(Referring expression grounding data)
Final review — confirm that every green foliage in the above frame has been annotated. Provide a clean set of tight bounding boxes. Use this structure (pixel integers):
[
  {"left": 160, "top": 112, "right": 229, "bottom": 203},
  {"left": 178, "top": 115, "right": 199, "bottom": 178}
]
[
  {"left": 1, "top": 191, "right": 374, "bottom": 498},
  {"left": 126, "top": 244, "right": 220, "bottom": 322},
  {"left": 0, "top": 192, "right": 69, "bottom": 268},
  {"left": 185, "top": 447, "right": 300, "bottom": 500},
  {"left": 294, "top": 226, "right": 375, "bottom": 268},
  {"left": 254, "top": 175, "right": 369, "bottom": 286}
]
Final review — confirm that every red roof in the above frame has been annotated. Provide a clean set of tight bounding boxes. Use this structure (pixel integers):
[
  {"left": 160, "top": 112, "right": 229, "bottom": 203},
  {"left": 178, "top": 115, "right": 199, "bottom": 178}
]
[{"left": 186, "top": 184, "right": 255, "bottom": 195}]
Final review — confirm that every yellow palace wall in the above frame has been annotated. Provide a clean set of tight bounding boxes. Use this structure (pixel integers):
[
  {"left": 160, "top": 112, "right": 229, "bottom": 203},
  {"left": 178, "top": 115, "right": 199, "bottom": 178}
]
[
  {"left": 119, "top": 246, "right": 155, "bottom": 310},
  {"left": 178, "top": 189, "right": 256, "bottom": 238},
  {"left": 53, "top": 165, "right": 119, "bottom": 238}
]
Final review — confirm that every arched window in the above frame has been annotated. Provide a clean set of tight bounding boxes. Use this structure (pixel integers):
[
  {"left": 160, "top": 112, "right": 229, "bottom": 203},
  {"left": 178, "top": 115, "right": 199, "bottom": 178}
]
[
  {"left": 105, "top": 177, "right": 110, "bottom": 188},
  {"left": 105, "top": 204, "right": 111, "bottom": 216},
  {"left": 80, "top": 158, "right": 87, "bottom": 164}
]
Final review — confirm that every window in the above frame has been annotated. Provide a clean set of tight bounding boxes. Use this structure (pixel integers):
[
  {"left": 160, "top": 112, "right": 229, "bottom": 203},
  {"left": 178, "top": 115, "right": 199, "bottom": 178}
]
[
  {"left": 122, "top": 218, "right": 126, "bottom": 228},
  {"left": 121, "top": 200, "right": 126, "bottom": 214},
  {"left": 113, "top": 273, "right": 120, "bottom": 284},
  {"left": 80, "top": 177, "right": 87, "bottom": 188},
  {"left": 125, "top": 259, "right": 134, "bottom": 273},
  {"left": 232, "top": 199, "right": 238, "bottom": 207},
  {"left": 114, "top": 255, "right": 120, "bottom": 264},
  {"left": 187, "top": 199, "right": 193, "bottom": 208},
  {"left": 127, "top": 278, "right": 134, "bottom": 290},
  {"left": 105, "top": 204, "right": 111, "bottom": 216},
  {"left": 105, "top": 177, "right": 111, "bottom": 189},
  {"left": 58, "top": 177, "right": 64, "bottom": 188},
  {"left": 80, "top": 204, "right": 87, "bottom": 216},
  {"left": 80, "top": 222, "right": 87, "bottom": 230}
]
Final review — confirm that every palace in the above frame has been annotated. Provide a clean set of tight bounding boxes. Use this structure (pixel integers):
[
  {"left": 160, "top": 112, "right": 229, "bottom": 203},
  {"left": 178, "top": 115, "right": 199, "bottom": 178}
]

# AIM OF THE EXERCISE
Whichever lines of the data include the word "window", pull them out.

# SOLVED EXERCISE
Final review — confirm that every arched window in the above frame has been annotated. Provide a clean set of tight bounding boxes. Use this structure (pixel integers):
Final review — confirm that every window in the above frame has been annotated. Provide a clean set of tight bounding boxes. Use this structure (pixel integers):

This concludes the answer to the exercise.